**Request**: Reproduce exactly the lines from the one containing "of the reflection" through the end of the listing, minus the pictures.

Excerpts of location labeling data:
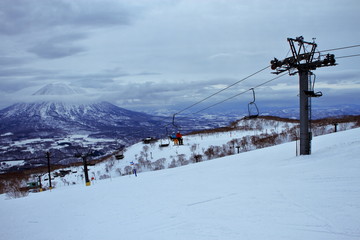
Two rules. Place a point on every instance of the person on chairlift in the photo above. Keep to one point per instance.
(179, 137)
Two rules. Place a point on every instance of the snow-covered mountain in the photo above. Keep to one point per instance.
(61, 117)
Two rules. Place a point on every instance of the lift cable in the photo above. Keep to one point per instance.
(227, 99)
(340, 48)
(354, 55)
(221, 91)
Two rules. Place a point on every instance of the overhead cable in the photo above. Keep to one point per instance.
(354, 55)
(340, 48)
(221, 90)
(227, 99)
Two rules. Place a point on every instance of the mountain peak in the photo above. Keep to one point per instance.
(56, 89)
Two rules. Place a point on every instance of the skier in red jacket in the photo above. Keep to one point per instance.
(179, 138)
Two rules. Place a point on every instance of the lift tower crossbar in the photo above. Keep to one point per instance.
(303, 62)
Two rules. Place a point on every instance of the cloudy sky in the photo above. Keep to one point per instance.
(168, 54)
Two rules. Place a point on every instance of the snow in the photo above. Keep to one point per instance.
(263, 194)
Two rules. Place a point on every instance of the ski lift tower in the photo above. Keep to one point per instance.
(303, 62)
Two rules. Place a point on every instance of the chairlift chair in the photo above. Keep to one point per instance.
(253, 110)
(163, 143)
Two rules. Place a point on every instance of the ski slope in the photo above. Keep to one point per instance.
(263, 194)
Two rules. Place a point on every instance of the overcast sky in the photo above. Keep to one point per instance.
(163, 54)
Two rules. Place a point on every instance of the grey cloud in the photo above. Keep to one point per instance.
(19, 16)
(59, 47)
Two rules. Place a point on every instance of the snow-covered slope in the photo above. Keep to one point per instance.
(263, 194)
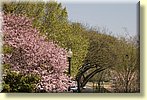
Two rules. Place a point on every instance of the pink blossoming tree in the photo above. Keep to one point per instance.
(32, 53)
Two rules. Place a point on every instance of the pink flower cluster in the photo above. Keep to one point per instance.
(32, 53)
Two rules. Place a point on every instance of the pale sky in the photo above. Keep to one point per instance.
(113, 16)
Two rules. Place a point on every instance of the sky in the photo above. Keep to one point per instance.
(113, 16)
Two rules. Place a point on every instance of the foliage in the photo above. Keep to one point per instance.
(33, 54)
(51, 20)
(101, 50)
(16, 82)
(126, 71)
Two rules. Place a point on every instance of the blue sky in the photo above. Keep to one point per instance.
(113, 16)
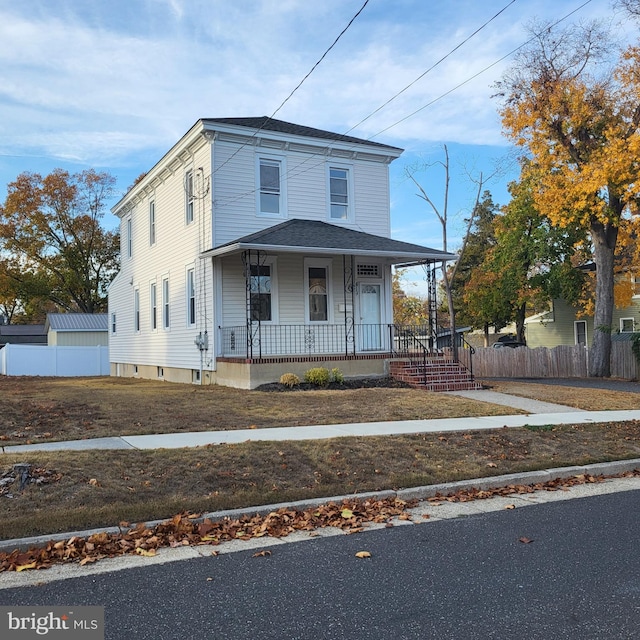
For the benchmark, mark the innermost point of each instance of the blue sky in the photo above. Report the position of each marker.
(112, 85)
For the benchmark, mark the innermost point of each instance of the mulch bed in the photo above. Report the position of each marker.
(351, 383)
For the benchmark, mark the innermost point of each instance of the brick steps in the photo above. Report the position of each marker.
(439, 374)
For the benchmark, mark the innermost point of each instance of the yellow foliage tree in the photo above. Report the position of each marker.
(582, 133)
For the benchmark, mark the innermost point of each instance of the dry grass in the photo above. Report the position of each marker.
(46, 409)
(103, 488)
(579, 397)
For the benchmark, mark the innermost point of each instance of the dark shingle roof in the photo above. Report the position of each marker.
(303, 235)
(269, 124)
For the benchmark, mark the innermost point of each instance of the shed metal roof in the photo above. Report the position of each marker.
(77, 322)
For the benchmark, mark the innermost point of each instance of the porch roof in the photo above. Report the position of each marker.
(314, 236)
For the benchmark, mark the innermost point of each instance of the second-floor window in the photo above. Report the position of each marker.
(189, 199)
(152, 222)
(269, 174)
(339, 193)
(191, 297)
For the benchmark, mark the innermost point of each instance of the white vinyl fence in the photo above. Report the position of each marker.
(37, 360)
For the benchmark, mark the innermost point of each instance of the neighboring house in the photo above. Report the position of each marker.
(77, 330)
(562, 325)
(22, 334)
(256, 247)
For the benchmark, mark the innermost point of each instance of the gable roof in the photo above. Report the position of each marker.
(264, 123)
(314, 236)
(77, 322)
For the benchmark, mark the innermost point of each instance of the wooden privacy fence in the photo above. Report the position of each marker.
(559, 362)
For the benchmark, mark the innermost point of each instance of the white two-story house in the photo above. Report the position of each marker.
(257, 247)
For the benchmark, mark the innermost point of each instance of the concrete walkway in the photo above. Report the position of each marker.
(542, 413)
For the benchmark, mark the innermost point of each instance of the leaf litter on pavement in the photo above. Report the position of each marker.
(189, 529)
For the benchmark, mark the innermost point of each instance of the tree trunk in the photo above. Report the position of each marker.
(604, 238)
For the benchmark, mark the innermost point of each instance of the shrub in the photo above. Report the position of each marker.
(318, 376)
(289, 380)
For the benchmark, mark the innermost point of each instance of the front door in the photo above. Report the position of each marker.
(370, 329)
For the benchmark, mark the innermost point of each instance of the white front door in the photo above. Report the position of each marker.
(370, 330)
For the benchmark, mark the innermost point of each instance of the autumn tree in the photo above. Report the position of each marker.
(579, 124)
(52, 226)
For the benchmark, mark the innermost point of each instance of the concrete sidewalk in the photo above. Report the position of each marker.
(542, 413)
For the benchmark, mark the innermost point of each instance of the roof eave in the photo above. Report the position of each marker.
(394, 257)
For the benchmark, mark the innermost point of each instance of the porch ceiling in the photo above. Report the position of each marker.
(313, 236)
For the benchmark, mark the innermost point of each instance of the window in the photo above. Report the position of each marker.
(153, 303)
(129, 238)
(261, 290)
(627, 325)
(270, 187)
(152, 222)
(339, 193)
(136, 310)
(165, 303)
(318, 292)
(188, 190)
(191, 297)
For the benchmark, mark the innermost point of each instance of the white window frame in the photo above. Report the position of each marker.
(633, 325)
(166, 304)
(322, 264)
(282, 199)
(189, 200)
(152, 222)
(153, 306)
(190, 290)
(136, 310)
(271, 262)
(350, 205)
(129, 225)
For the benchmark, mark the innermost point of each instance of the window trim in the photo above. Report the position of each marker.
(189, 199)
(152, 222)
(129, 225)
(136, 310)
(282, 201)
(190, 295)
(271, 262)
(166, 304)
(323, 263)
(153, 305)
(350, 191)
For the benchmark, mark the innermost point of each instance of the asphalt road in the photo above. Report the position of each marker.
(466, 578)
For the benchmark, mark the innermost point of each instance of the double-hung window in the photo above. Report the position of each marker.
(270, 201)
(165, 304)
(191, 297)
(339, 193)
(152, 222)
(153, 304)
(188, 195)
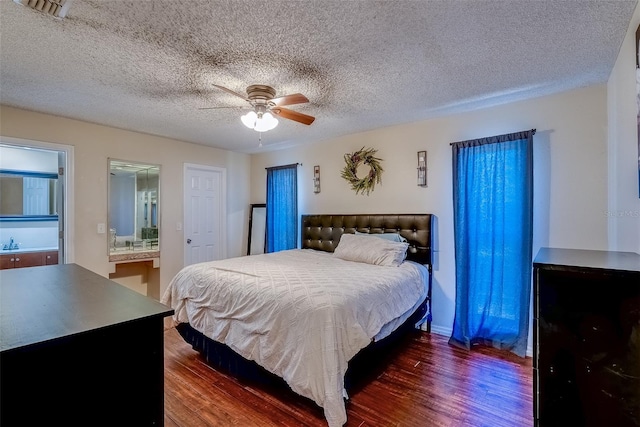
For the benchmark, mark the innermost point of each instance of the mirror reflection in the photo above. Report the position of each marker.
(257, 229)
(133, 206)
(27, 194)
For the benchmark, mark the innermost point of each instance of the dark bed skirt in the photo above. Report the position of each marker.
(366, 364)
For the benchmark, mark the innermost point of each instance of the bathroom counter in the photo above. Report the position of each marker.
(130, 256)
(24, 250)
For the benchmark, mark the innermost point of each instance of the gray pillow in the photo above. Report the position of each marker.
(362, 248)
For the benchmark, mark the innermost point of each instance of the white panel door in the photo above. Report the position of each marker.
(204, 213)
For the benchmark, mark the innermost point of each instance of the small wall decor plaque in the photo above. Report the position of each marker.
(366, 157)
(316, 179)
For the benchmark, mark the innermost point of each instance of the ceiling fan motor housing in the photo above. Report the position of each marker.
(260, 93)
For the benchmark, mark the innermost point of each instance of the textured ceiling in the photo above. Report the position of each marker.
(150, 66)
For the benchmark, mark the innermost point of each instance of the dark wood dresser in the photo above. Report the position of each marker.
(586, 338)
(77, 349)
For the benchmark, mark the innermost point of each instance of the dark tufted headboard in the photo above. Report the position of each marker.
(322, 232)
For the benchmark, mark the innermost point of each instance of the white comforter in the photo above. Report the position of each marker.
(301, 314)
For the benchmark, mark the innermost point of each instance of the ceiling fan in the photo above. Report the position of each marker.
(264, 105)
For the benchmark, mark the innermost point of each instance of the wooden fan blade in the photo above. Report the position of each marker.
(231, 92)
(218, 108)
(294, 98)
(293, 115)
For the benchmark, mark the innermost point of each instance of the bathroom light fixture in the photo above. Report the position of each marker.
(260, 119)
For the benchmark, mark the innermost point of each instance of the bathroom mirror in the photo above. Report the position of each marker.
(257, 229)
(134, 207)
(28, 195)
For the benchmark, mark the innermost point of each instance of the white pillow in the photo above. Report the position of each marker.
(371, 251)
(394, 237)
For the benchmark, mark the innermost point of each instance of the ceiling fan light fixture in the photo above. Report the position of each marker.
(249, 119)
(260, 122)
(266, 122)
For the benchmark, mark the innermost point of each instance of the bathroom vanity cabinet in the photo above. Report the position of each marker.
(28, 259)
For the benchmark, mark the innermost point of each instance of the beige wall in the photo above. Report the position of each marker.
(94, 144)
(624, 202)
(570, 170)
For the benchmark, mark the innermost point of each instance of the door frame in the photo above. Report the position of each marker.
(66, 249)
(222, 210)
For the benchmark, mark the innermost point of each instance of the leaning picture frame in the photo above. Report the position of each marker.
(637, 55)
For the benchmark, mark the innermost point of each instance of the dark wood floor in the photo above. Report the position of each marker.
(428, 383)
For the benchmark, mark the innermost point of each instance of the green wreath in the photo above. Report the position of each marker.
(353, 160)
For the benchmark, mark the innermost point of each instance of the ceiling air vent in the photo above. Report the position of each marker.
(55, 8)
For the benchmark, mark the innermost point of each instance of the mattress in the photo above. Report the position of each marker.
(301, 314)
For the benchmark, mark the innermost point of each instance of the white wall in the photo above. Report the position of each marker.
(94, 144)
(570, 171)
(624, 200)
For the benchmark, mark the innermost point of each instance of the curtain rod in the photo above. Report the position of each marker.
(284, 166)
(497, 138)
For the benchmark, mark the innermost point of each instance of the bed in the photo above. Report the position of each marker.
(239, 312)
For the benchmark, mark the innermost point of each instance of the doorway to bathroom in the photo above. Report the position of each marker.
(36, 196)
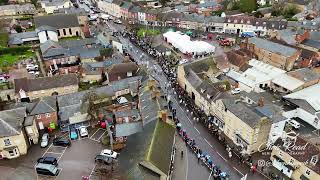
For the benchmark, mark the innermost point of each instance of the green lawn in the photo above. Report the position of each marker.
(10, 59)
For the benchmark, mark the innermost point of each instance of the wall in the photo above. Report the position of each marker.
(48, 92)
(19, 141)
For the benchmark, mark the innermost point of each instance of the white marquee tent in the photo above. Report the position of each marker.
(185, 45)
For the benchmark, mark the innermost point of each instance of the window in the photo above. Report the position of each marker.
(7, 142)
(291, 161)
(308, 172)
(280, 154)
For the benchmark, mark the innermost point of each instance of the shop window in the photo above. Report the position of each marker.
(7, 142)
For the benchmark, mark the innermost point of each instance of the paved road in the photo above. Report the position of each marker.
(203, 138)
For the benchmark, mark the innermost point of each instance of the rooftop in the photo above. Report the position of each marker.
(44, 83)
(69, 20)
(272, 47)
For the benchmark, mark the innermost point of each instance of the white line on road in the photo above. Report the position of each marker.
(92, 171)
(238, 171)
(208, 142)
(221, 156)
(197, 130)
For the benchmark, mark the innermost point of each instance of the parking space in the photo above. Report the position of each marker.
(98, 134)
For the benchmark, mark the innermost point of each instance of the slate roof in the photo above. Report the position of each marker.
(272, 47)
(45, 28)
(123, 68)
(44, 83)
(11, 121)
(311, 43)
(44, 105)
(243, 111)
(18, 38)
(58, 21)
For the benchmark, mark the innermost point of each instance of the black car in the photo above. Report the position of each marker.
(59, 141)
(103, 159)
(48, 160)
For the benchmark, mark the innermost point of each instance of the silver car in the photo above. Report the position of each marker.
(45, 140)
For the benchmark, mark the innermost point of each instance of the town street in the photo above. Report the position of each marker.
(203, 138)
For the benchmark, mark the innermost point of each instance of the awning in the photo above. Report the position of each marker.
(248, 34)
(189, 33)
(277, 158)
(79, 118)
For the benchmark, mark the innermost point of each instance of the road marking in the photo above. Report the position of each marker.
(92, 171)
(54, 153)
(221, 156)
(208, 142)
(197, 130)
(238, 171)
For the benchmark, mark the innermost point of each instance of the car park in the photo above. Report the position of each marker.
(83, 131)
(103, 159)
(47, 169)
(44, 140)
(294, 123)
(235, 91)
(73, 134)
(109, 153)
(48, 160)
(59, 141)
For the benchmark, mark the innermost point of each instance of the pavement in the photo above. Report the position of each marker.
(203, 138)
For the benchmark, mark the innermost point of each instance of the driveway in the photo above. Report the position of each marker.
(74, 162)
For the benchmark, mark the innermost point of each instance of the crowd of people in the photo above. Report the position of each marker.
(168, 67)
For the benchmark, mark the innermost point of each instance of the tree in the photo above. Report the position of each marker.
(164, 2)
(18, 29)
(247, 5)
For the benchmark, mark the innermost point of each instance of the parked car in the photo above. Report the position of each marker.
(73, 134)
(45, 140)
(118, 21)
(60, 141)
(83, 131)
(103, 159)
(109, 153)
(294, 123)
(48, 160)
(47, 169)
(235, 91)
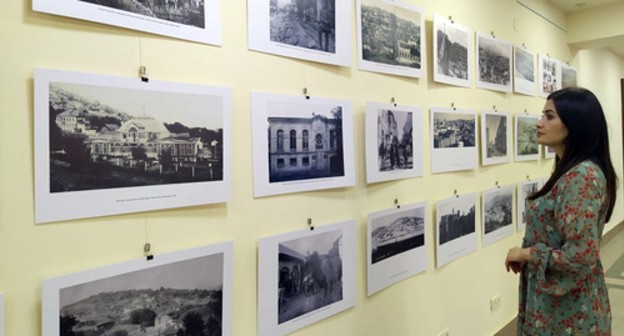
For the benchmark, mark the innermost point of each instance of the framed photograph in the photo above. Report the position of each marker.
(524, 71)
(108, 145)
(309, 144)
(550, 75)
(527, 148)
(318, 31)
(455, 223)
(396, 245)
(305, 277)
(452, 52)
(497, 214)
(453, 139)
(495, 137)
(188, 292)
(394, 140)
(184, 19)
(390, 37)
(493, 63)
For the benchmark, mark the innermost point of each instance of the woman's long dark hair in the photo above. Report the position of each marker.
(588, 139)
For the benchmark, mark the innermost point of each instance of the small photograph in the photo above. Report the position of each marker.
(181, 293)
(497, 214)
(452, 52)
(495, 137)
(391, 37)
(524, 71)
(527, 148)
(305, 276)
(493, 63)
(396, 245)
(455, 223)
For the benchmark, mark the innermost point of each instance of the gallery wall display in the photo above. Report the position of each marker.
(396, 245)
(495, 137)
(497, 214)
(184, 19)
(526, 146)
(524, 71)
(456, 226)
(391, 37)
(394, 142)
(318, 31)
(453, 139)
(173, 293)
(305, 276)
(452, 52)
(301, 143)
(109, 145)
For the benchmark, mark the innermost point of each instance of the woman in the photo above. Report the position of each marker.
(562, 286)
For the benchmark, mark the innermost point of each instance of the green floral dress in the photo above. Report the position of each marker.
(562, 288)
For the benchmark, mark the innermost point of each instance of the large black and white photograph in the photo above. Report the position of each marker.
(301, 144)
(453, 139)
(455, 228)
(390, 37)
(497, 214)
(452, 52)
(108, 145)
(179, 293)
(305, 276)
(527, 148)
(393, 142)
(493, 63)
(194, 20)
(495, 137)
(396, 245)
(318, 30)
(524, 71)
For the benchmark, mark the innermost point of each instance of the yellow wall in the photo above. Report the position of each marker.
(455, 296)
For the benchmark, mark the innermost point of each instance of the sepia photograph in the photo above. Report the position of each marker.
(493, 63)
(305, 276)
(452, 52)
(390, 36)
(109, 140)
(497, 214)
(180, 293)
(194, 20)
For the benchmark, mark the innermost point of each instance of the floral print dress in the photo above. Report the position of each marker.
(562, 288)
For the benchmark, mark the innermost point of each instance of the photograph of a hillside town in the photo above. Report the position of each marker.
(186, 12)
(391, 34)
(394, 140)
(309, 24)
(108, 137)
(453, 130)
(184, 298)
(310, 274)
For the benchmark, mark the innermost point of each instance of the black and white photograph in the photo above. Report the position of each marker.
(495, 137)
(497, 214)
(524, 71)
(452, 52)
(108, 145)
(397, 245)
(194, 20)
(393, 142)
(391, 37)
(455, 228)
(179, 293)
(305, 276)
(301, 144)
(527, 148)
(453, 139)
(493, 63)
(316, 30)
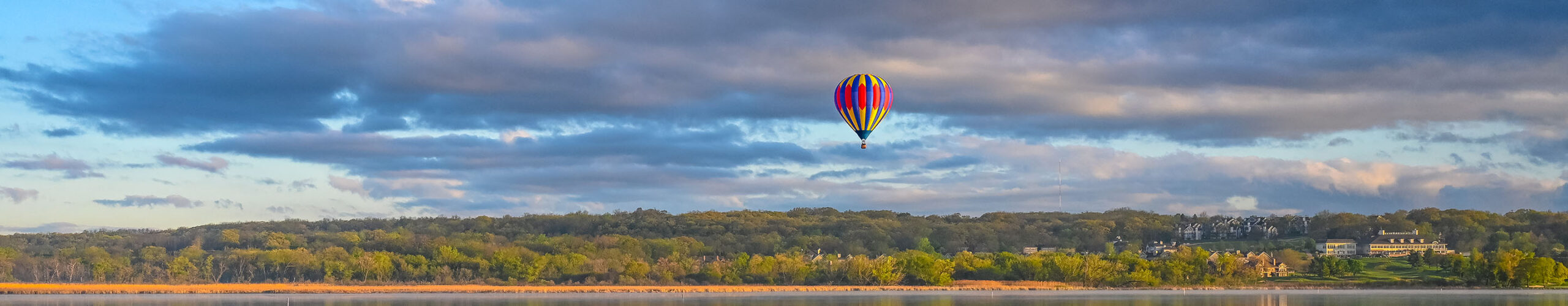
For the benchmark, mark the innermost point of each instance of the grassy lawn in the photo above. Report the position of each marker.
(1253, 245)
(1379, 269)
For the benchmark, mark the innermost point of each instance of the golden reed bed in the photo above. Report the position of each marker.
(57, 289)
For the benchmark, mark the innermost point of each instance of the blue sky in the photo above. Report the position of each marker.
(181, 113)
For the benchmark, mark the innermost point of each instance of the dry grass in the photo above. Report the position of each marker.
(48, 289)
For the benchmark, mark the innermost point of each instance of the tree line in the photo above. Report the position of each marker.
(747, 247)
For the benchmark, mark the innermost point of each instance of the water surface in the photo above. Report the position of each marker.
(839, 299)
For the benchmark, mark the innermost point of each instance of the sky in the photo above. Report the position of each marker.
(170, 113)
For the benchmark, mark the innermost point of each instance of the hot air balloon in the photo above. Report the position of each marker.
(863, 101)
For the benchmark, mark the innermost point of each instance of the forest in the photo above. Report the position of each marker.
(753, 247)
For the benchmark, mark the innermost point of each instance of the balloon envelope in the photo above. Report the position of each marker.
(863, 101)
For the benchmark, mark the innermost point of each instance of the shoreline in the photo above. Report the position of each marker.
(308, 288)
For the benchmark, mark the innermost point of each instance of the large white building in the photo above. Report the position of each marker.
(1338, 247)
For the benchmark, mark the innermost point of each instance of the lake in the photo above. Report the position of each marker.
(841, 299)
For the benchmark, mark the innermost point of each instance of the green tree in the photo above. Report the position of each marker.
(925, 269)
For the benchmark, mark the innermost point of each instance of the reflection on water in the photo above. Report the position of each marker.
(844, 299)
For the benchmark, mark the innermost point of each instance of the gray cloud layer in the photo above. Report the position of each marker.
(1205, 72)
(18, 195)
(212, 165)
(73, 169)
(468, 175)
(653, 85)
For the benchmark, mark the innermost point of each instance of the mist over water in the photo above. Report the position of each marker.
(841, 299)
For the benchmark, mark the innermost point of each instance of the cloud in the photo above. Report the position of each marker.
(571, 172)
(52, 228)
(345, 184)
(154, 201)
(1225, 72)
(73, 167)
(402, 7)
(212, 165)
(18, 195)
(843, 173)
(62, 132)
(952, 162)
(1242, 203)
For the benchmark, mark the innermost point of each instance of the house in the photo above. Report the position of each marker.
(1159, 250)
(1401, 243)
(1032, 250)
(1264, 264)
(1192, 231)
(1225, 228)
(1338, 247)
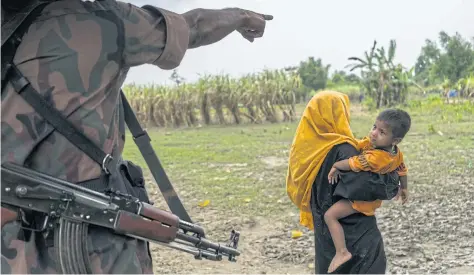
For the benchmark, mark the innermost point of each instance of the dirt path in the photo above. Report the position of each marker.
(436, 237)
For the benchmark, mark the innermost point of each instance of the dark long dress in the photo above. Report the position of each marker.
(363, 237)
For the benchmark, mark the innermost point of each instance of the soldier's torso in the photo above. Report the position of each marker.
(72, 55)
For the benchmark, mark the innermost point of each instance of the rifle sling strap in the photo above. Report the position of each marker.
(24, 88)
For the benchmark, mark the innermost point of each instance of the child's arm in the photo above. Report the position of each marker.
(403, 188)
(342, 165)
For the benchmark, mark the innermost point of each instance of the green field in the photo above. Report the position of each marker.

**Solution to this problem**:
For the benchmark, mark the innermost point of each instance of the reflection on water in the photo above. Report the position of each marker.
(844, 299)
For the benchmark, mark the innermost point of each instance of the gray cloud layer in the photo above. Report the position of each marker.
(1205, 72)
(18, 195)
(212, 165)
(73, 169)
(468, 175)
(653, 85)
For the benchmark, mark the innermost point of each instance of the mist over water in the photo above. Report the position of each marker.
(841, 299)
For the benchmark, mark the innermost point of each instance of the cloud in the photo above. Report the position of each marker.
(571, 172)
(52, 228)
(345, 184)
(154, 201)
(1225, 72)
(73, 167)
(402, 7)
(212, 165)
(18, 195)
(843, 173)
(62, 132)
(952, 162)
(1242, 203)
For the benchmark, mark the innermost point of each instance of the house in the photo above. Report the position of each marker.
(1159, 250)
(1401, 243)
(1032, 250)
(1264, 264)
(1192, 231)
(1225, 228)
(1338, 247)
For the benchmark, mark the innermost point of each instance of the dirt path in the photo above. Report the position of each marker.
(436, 237)
For the benchmark, mark the innermost point of each instance of the dark long dress in the photo above. Report the position of each marker.
(363, 237)
For the benchmark, mark the innermost point of each instance of the soldier's torso in the photo above. Report the position of each marker.
(72, 55)
For the benchmark, mark the innermost point of each instance of the rifle sling strap in the photo above. Report the position of each marker.
(24, 88)
For the benchmark, mark the innermost point of each instance of the child's arm in the photo above. Report the position of each marker.
(403, 188)
(342, 165)
For the benchmark, mark the innermost point of each instance of the green field in the photo above. Report the position of each marker.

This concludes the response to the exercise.